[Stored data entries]
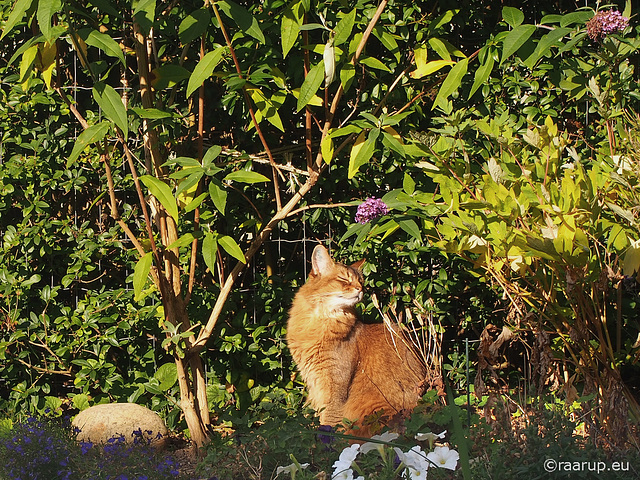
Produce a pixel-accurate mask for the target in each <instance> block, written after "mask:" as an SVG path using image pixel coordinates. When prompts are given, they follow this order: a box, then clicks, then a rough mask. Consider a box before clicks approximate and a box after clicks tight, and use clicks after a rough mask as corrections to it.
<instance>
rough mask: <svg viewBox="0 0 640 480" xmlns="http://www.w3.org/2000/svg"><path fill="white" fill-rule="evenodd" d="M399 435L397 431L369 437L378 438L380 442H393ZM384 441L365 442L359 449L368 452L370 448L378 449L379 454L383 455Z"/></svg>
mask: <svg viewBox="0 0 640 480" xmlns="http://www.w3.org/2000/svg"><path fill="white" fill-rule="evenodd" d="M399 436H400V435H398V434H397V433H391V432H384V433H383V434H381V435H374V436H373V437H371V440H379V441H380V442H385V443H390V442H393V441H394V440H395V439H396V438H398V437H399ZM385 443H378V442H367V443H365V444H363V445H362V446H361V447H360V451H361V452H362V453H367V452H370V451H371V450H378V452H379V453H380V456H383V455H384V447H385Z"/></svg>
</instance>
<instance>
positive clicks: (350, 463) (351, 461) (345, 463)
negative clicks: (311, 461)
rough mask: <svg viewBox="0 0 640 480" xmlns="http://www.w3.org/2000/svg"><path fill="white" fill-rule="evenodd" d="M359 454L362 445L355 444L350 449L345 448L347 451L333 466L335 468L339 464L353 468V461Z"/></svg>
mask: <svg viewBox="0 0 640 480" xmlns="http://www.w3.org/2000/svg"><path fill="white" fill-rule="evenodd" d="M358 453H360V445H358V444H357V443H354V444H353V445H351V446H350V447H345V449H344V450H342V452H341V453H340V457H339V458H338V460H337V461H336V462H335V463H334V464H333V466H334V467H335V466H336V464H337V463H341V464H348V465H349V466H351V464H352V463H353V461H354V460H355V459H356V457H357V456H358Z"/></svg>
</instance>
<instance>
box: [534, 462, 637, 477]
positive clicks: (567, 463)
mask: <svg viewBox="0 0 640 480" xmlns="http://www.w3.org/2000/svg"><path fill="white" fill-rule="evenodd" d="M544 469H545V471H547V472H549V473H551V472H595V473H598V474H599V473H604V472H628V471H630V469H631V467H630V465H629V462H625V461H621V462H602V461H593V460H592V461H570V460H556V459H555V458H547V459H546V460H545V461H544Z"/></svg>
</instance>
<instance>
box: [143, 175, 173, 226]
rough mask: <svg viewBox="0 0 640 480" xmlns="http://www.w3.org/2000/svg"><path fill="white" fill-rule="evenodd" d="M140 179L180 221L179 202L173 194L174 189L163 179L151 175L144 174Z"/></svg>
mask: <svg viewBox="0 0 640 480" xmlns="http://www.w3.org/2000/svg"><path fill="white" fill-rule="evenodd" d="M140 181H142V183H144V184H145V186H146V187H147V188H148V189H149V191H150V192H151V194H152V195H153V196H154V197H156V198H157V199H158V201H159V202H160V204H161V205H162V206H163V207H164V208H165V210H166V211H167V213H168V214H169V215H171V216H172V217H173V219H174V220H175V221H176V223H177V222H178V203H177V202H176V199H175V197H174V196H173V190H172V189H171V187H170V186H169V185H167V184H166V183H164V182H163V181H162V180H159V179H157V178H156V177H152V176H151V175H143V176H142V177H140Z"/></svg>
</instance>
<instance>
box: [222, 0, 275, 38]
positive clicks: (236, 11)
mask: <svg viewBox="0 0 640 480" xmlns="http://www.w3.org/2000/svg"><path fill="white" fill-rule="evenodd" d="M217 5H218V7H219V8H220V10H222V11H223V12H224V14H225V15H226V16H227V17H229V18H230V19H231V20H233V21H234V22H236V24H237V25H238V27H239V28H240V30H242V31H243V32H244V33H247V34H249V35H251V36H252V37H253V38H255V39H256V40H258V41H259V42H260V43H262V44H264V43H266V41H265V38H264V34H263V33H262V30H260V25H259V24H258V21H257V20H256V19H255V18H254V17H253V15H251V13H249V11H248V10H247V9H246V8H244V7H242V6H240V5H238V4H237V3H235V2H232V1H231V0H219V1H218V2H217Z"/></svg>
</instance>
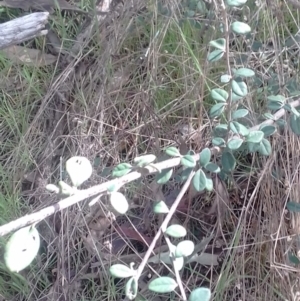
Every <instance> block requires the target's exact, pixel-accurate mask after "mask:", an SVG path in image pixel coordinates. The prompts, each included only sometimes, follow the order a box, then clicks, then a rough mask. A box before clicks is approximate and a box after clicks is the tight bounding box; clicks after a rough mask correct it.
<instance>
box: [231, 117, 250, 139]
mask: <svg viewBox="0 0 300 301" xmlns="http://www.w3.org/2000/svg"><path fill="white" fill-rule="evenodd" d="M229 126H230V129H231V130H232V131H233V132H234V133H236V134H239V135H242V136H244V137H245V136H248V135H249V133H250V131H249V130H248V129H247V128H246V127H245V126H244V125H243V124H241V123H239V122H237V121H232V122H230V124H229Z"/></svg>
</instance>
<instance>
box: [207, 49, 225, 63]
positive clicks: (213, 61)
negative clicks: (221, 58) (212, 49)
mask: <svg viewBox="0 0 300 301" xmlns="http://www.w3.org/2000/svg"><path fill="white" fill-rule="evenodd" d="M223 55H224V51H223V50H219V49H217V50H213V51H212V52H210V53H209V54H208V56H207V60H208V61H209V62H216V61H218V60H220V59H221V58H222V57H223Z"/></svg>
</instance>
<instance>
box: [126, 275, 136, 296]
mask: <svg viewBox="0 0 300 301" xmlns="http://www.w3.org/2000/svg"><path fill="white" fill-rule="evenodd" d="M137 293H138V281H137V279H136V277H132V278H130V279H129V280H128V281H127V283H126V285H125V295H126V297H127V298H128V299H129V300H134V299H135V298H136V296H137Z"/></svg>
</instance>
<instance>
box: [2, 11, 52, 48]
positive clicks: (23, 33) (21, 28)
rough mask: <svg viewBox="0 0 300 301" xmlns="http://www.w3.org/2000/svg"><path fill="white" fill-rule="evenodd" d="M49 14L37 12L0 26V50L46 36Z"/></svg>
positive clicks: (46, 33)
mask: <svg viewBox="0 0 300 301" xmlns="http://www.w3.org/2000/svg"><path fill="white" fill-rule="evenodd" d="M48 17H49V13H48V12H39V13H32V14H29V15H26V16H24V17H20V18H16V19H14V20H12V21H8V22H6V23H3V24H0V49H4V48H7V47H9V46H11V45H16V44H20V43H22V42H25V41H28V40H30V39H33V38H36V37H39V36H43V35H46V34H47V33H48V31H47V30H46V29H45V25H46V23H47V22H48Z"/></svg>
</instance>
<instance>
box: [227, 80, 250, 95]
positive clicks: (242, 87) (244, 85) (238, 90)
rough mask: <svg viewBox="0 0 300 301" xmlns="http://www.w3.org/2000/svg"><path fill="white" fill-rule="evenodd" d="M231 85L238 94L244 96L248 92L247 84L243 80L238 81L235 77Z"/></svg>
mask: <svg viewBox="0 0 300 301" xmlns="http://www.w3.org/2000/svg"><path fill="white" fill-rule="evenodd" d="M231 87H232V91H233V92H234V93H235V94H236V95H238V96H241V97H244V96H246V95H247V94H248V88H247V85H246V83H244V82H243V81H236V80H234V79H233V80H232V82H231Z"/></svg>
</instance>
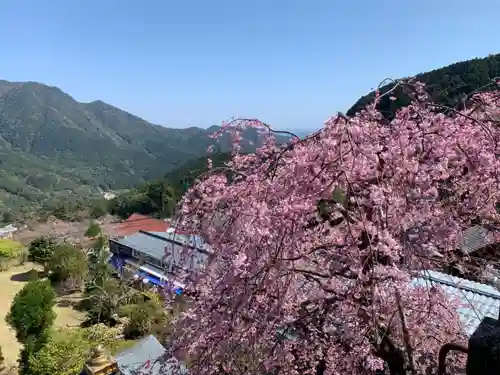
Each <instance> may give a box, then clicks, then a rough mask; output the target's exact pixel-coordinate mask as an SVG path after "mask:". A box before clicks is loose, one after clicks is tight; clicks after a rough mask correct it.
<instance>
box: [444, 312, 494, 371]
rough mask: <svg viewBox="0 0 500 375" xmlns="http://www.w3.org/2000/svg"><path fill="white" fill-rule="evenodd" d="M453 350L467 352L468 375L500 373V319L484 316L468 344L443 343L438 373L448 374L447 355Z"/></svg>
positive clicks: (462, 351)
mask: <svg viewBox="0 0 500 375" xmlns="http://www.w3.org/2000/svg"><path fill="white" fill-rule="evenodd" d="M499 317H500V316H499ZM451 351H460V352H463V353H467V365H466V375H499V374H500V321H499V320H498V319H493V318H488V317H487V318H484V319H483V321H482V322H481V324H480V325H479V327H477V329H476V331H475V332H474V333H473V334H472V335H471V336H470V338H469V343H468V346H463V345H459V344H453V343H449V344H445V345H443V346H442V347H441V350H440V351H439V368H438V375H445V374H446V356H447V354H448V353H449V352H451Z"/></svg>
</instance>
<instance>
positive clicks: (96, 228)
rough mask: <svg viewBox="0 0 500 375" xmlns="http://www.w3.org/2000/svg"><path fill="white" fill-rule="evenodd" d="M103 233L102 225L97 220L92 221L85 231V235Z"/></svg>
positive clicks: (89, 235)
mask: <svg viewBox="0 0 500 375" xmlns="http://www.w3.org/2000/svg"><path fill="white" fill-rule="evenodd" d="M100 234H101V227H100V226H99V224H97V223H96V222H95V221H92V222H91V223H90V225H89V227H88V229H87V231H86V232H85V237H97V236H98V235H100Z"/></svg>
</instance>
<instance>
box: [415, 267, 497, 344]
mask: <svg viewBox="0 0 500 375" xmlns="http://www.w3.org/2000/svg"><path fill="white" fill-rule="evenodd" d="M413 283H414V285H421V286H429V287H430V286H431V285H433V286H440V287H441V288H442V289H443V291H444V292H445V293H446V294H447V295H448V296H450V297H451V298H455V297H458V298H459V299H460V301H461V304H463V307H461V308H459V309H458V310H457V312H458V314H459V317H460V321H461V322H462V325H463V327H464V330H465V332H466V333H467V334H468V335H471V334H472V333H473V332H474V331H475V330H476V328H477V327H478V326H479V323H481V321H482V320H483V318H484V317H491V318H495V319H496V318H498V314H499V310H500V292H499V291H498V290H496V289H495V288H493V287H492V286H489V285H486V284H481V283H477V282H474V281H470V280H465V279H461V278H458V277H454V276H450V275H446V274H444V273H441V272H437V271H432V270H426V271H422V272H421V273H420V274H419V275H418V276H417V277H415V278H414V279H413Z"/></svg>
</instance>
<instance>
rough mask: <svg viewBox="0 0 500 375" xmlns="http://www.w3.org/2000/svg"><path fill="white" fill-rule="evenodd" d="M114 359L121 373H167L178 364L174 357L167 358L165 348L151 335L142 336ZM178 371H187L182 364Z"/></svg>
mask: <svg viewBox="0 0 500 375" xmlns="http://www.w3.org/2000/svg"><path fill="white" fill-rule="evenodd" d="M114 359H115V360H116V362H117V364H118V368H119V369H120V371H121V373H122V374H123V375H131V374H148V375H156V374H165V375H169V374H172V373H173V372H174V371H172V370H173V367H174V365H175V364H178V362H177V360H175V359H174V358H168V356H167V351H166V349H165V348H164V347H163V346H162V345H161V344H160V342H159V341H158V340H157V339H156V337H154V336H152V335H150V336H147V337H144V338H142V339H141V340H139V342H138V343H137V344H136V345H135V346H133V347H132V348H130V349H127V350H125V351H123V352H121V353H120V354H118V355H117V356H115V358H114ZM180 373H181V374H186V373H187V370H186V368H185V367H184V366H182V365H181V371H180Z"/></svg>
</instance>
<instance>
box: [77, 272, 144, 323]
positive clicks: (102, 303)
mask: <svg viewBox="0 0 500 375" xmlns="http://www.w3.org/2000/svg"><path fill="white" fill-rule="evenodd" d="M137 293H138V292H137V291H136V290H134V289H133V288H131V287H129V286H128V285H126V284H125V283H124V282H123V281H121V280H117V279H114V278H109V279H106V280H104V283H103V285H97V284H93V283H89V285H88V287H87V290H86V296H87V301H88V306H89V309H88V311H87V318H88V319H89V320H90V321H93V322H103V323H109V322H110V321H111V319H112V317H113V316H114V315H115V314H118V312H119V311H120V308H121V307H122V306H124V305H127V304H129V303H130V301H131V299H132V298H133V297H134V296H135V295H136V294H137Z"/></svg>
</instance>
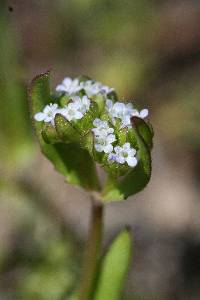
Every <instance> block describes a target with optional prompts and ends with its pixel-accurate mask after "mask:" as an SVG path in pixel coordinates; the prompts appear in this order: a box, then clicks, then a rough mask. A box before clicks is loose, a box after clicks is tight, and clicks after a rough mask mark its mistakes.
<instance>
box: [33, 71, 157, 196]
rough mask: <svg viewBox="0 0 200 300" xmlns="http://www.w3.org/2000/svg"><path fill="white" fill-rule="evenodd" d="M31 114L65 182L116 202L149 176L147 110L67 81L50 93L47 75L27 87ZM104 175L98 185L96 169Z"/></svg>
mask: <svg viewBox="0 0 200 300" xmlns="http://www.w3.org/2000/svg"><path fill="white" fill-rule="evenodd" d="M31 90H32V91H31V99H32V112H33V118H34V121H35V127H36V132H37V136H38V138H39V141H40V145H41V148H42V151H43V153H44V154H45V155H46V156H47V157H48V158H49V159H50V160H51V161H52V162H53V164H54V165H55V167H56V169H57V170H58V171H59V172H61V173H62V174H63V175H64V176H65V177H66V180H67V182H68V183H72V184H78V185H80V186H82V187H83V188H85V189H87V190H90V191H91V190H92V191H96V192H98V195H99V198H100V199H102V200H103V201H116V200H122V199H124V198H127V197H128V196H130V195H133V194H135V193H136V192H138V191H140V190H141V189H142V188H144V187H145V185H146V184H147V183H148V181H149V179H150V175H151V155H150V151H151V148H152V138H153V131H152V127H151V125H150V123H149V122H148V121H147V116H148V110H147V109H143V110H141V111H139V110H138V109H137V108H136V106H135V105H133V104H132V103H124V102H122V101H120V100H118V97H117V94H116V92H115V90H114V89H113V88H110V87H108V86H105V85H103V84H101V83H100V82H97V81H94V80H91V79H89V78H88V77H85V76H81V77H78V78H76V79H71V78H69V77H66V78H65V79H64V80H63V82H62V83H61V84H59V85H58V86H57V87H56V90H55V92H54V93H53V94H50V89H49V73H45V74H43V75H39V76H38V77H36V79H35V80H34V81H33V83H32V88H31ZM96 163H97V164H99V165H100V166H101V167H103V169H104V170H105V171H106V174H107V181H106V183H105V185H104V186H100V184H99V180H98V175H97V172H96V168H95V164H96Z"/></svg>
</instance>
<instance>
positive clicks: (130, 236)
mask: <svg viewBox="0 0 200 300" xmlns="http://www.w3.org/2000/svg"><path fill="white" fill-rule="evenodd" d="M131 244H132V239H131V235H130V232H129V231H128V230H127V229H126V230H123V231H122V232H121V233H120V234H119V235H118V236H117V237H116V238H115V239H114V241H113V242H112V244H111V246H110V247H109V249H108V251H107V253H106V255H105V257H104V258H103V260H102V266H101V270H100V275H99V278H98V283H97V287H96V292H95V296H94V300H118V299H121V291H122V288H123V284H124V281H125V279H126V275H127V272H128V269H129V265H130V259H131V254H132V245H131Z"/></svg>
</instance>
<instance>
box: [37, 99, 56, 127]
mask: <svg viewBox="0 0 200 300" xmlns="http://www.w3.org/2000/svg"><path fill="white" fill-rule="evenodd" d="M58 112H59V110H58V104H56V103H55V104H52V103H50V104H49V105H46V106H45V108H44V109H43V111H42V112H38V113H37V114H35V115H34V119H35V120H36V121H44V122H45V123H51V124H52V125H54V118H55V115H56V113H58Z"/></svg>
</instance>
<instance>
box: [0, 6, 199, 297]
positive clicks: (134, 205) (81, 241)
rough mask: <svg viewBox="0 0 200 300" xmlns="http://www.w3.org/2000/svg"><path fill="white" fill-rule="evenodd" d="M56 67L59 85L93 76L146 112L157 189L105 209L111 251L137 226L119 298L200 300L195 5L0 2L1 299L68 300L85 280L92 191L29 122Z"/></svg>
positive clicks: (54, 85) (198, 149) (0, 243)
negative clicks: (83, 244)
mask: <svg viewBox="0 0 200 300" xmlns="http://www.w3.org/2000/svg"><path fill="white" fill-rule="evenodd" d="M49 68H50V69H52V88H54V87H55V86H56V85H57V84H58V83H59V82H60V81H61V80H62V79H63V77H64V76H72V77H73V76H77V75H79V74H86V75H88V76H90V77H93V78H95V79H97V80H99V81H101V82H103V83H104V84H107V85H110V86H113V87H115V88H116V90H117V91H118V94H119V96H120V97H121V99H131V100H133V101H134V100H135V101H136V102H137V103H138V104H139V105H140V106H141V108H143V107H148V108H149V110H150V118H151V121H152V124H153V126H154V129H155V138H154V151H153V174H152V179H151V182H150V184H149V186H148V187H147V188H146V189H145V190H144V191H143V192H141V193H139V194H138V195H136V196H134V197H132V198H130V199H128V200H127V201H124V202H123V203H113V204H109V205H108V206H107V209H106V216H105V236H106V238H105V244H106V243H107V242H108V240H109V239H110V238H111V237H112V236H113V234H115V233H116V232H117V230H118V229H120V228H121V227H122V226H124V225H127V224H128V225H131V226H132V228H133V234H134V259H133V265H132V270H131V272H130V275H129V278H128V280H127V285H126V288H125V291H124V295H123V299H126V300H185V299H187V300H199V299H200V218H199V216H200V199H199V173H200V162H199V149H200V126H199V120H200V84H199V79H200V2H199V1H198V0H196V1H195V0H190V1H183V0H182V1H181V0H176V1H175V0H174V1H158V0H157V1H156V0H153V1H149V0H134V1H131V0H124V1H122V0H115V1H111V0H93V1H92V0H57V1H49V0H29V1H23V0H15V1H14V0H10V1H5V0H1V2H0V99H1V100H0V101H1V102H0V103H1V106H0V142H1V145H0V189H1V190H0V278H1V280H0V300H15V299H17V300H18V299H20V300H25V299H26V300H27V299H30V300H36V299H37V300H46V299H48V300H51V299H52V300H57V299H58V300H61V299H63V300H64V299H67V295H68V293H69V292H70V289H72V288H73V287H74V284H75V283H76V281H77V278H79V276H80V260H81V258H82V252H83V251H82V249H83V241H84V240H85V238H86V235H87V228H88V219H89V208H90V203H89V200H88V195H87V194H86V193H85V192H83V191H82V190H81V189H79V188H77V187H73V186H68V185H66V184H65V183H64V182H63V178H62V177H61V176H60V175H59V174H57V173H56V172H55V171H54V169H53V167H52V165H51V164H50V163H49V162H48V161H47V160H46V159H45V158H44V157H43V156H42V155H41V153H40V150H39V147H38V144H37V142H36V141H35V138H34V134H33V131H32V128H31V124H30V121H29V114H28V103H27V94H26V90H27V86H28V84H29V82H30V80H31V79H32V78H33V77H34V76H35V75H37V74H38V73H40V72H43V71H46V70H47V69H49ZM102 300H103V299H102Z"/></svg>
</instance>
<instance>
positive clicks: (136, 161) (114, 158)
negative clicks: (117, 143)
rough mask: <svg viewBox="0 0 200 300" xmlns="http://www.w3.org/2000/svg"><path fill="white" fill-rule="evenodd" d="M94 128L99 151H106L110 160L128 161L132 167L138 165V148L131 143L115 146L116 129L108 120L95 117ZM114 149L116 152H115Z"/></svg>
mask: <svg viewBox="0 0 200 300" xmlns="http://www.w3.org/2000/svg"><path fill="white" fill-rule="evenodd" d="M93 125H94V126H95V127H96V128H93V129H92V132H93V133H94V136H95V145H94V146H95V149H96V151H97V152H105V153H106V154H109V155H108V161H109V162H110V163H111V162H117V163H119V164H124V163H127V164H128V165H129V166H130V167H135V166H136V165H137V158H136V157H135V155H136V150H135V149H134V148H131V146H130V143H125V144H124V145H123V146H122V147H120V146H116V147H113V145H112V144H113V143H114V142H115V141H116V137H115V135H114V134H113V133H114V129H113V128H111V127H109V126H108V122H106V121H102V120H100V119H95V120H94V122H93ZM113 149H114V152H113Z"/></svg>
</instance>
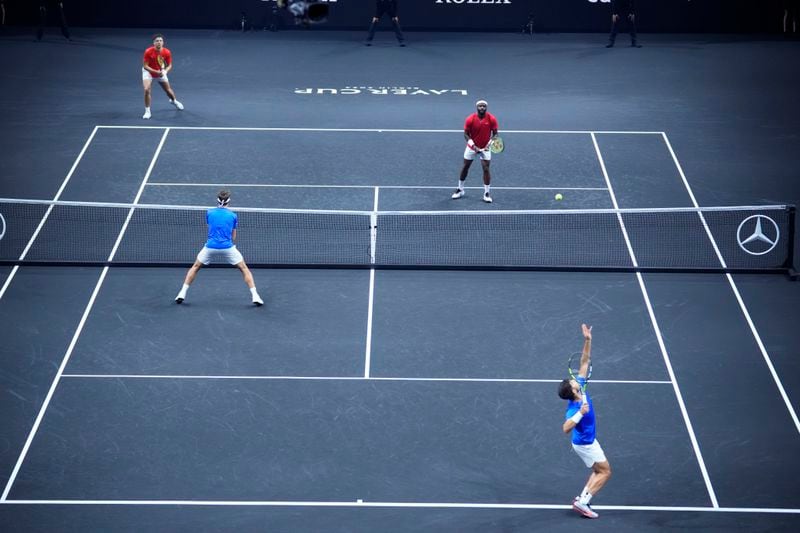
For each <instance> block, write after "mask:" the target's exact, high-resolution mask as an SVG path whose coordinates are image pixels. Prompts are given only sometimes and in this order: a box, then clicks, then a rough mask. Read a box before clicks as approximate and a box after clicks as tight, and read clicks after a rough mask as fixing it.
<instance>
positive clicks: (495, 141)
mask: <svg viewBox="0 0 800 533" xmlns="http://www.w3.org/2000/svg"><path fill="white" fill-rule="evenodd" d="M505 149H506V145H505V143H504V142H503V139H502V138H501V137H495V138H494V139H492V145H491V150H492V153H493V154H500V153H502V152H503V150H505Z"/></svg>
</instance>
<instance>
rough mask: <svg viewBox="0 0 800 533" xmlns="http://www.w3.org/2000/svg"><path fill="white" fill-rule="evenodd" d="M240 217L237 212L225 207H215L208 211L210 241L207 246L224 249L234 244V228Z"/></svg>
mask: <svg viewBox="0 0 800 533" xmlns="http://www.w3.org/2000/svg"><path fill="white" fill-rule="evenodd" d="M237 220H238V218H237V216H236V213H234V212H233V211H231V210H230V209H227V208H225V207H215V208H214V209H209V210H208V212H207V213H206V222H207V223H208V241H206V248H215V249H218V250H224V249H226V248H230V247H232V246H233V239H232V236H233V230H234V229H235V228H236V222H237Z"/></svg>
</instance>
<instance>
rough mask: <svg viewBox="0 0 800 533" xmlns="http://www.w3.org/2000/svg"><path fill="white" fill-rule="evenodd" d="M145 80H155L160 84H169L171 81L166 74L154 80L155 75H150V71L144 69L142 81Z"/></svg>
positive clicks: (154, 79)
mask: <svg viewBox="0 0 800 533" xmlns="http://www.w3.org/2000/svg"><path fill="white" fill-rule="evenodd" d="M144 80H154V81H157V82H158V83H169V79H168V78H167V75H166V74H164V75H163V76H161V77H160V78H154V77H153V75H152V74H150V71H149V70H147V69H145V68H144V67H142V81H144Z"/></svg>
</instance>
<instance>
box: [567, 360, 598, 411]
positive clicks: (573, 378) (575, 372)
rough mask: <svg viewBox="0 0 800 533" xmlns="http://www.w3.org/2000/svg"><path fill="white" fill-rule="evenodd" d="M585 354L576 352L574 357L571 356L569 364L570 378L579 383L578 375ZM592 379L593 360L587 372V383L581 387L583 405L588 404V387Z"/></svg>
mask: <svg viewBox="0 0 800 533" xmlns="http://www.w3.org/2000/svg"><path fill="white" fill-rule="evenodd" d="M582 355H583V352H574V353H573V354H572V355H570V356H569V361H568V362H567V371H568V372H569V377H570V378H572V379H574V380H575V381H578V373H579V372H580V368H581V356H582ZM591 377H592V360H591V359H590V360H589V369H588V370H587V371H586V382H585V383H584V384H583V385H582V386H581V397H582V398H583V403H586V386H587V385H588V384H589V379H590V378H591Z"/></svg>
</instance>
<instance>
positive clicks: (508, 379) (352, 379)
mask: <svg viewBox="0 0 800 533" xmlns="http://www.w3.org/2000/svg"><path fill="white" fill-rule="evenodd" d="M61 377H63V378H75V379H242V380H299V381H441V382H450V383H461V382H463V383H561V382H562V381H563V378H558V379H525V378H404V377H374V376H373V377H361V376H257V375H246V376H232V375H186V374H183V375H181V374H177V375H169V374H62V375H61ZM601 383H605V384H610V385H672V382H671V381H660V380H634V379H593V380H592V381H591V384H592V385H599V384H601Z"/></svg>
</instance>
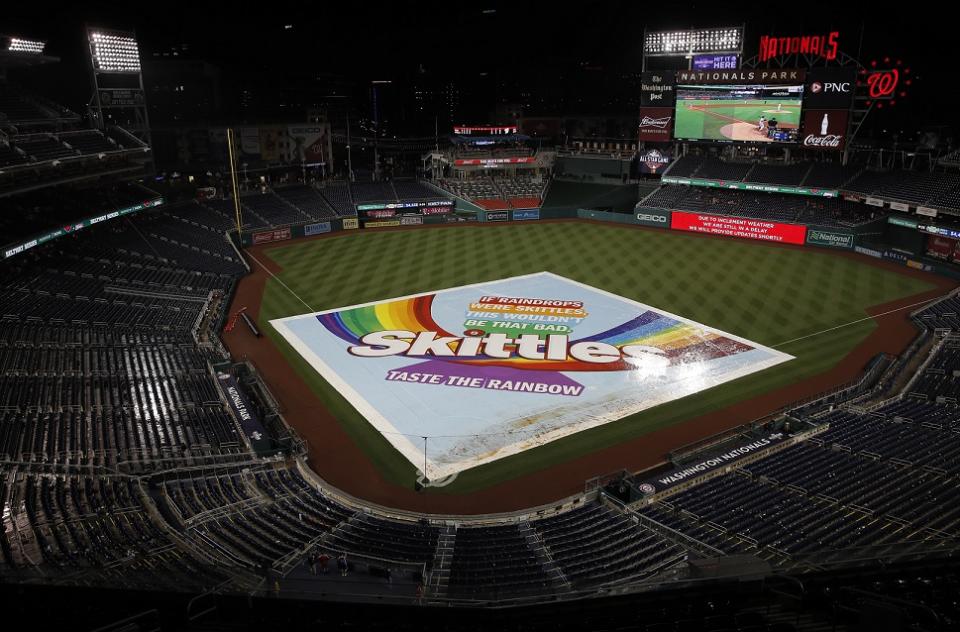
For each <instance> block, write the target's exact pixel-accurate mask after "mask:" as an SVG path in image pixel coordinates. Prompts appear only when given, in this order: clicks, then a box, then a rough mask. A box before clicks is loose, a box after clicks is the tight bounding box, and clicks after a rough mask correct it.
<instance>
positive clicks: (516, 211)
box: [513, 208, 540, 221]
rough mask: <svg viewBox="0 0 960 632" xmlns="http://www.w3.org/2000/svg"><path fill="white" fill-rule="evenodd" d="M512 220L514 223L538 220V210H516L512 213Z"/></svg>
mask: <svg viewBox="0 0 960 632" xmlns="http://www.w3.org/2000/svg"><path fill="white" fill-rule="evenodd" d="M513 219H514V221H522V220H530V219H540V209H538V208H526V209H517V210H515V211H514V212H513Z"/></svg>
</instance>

- Your goal -
Extract every line of the entries above that contains the string "approximate".

- Response area -
Produce a pixel-accurate mask for the target in each <instance> block, written after "mask:" as an SVG path using image pixel coordinates. When prompts are given, they follow this order: a box, then clicks, then a rough mask. Consider a box before clicks approximate and a box after clicks tight, and use clicks after a rough mask as corrections to it.
Every <instance> block requires the target's exact, pixel-accurate mask after "mask:", an SVG path in image pixel coordinates. The prompts, each included only sometimes, follow the order a box, then clicks, then a rough mask. A box before clicks is approximate and a box after clicks is the tight bounding box; clicks after a rough mask correct it.
For each <instance> block, write after "mask:" the target's exact, high-resolution mask as an SVG path whose coordinates are image pixels. Prompts are given only sometimes and in this order: a box, then clicks, then a rough mask. Read a box before clicks as approximate and a box after clicks as tight, and read clicks after a rough mask as fixing it.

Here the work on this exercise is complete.